_Records for this task_
★ ★ ★

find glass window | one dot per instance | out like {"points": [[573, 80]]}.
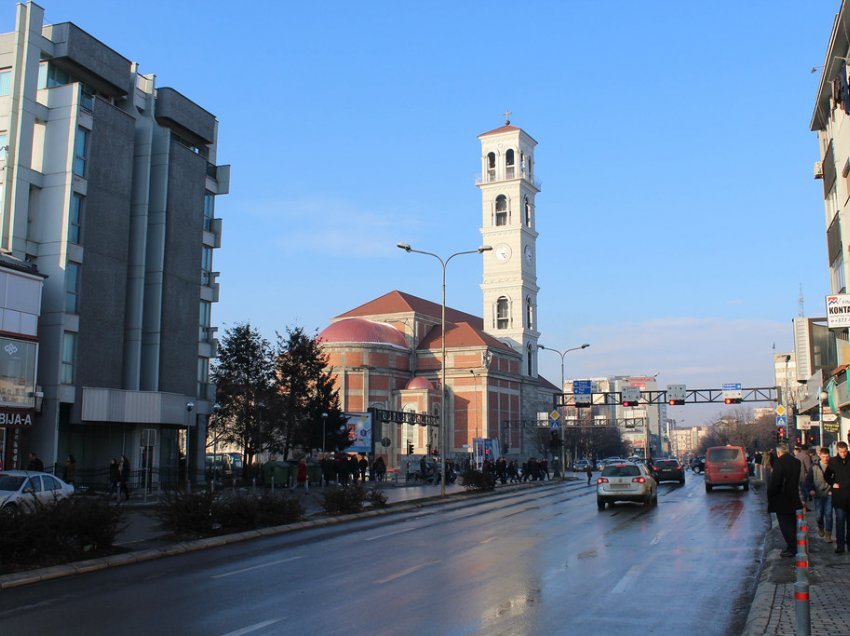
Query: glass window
{"points": [[206, 311], [209, 211], [206, 265], [80, 150], [75, 219], [72, 287], [17, 371], [501, 210], [69, 346], [502, 316]]}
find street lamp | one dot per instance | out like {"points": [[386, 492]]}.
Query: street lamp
{"points": [[563, 407], [443, 423]]}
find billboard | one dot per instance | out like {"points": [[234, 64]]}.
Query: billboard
{"points": [[359, 433]]}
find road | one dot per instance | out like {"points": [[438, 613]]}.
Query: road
{"points": [[542, 561]]}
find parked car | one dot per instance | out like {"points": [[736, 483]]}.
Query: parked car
{"points": [[25, 489], [625, 482], [668, 470], [726, 466]]}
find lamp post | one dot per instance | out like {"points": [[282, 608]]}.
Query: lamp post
{"points": [[563, 407], [443, 423]]}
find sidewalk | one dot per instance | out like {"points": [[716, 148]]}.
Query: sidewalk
{"points": [[773, 608]]}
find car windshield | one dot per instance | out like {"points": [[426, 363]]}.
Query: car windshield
{"points": [[621, 470], [10, 483], [724, 454]]}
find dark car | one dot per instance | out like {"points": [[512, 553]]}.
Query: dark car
{"points": [[668, 470]]}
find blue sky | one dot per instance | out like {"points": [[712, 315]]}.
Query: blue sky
{"points": [[678, 217]]}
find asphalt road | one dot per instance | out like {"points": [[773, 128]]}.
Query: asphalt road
{"points": [[542, 561]]}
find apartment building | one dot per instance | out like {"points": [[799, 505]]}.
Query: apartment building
{"points": [[107, 187]]}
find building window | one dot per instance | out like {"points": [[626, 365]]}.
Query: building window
{"points": [[209, 211], [501, 210], [75, 219], [206, 266], [80, 149], [203, 377], [72, 287], [69, 349], [205, 318], [502, 313]]}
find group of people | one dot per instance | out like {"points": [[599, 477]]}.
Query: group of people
{"points": [[797, 479]]}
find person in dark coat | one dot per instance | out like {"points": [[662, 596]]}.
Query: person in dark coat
{"points": [[838, 476], [783, 496]]}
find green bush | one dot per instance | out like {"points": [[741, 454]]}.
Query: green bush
{"points": [[70, 529], [476, 480], [344, 499]]}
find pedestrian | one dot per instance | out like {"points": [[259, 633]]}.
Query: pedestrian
{"points": [[783, 496], [69, 472], [35, 463], [363, 466], [301, 475], [114, 477], [838, 475], [124, 477], [818, 488]]}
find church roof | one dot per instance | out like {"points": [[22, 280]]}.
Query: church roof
{"points": [[397, 302], [461, 334], [361, 331]]}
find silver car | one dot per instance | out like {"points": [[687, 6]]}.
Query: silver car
{"points": [[625, 482], [25, 489]]}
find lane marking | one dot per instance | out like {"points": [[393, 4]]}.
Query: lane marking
{"points": [[252, 628], [389, 534], [411, 570], [255, 567], [627, 579]]}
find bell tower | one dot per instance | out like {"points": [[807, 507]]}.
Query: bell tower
{"points": [[509, 285]]}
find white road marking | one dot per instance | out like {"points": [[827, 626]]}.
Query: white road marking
{"points": [[389, 534], [627, 579], [252, 628], [255, 567], [398, 575]]}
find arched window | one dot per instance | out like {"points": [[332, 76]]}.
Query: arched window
{"points": [[491, 166], [501, 210], [503, 317]]}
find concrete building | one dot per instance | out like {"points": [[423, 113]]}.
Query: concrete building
{"points": [[387, 353], [107, 186]]}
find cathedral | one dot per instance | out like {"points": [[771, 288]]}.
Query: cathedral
{"points": [[387, 353]]}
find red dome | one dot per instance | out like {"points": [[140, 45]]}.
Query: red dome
{"points": [[419, 383], [361, 331]]}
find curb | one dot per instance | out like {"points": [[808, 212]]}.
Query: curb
{"points": [[18, 579]]}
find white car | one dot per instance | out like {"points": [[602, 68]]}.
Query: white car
{"points": [[25, 489], [625, 482]]}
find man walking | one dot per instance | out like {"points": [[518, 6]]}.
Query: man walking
{"points": [[783, 496], [838, 475]]}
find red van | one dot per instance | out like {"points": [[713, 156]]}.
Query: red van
{"points": [[726, 466]]}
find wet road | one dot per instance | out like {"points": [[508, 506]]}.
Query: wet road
{"points": [[532, 562]]}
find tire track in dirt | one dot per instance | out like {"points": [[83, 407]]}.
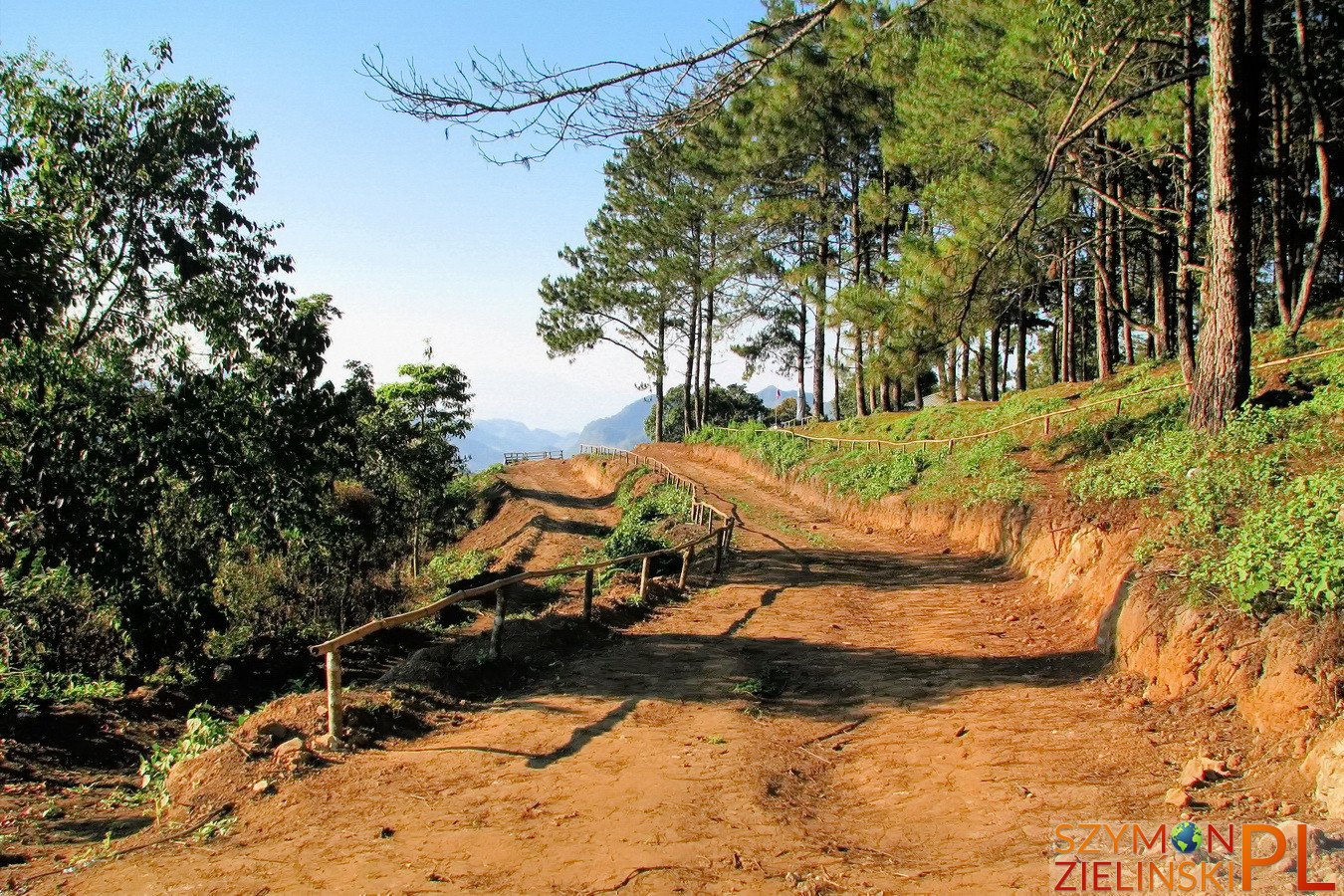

★ ★ ★

_Required work_
Which lines in the data above contain the word "blue"? Pick out and copy each of them in full.

_Task response_
find blue sky | one dot per instance | out like {"points": [[712, 315]]}.
Query: blue sky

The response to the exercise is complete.